** Opening Entries shown block **

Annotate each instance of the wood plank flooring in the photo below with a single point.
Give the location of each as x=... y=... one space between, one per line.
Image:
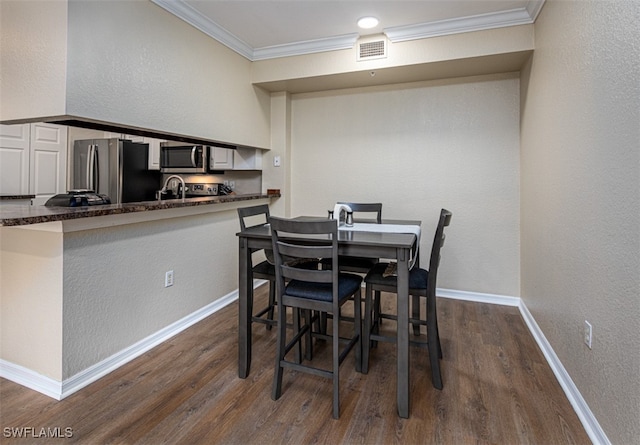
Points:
x=498 y=389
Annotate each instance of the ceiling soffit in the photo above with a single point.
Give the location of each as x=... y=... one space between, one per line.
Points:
x=519 y=16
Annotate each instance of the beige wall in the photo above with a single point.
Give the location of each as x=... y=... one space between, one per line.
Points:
x=581 y=200
x=417 y=148
x=130 y=63
x=31 y=298
x=33 y=58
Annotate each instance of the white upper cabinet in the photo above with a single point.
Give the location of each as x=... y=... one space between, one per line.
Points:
x=48 y=163
x=14 y=159
x=247 y=159
x=33 y=160
x=154 y=149
x=221 y=158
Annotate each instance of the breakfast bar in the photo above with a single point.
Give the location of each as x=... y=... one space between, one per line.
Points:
x=84 y=290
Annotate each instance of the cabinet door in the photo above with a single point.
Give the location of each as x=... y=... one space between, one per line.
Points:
x=247 y=159
x=221 y=158
x=48 y=171
x=14 y=159
x=154 y=153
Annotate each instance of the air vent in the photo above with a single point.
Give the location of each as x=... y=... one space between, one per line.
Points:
x=372 y=49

** Closing Entries shown block **

*Instructions for the task*:
From the line holding "Annotate each instance of the white" to the last line of the data above, copy every line exactly and include nothing more.

*Exercise solution*:
Annotate each instance of the white upper cabinet in the photo above with a single point.
Give the location of each as x=... y=... one space between, one per line.
Points:
x=48 y=163
x=14 y=159
x=247 y=159
x=33 y=160
x=154 y=149
x=221 y=158
Annotate each instance of the breakfast bar in the photo above with a single point.
Give the location of each as x=... y=... one space between, one per line.
Points:
x=84 y=290
Annotate each instance of the cabinet door in the photo above with a single point.
Give the location of each as x=... y=... one space between, one per line.
Points:
x=247 y=159
x=221 y=158
x=48 y=171
x=14 y=159
x=154 y=153
Annotate each instance of the air vent in the photo above with a single point.
Give the location of each as x=... y=... one space between, one per line.
Points:
x=372 y=49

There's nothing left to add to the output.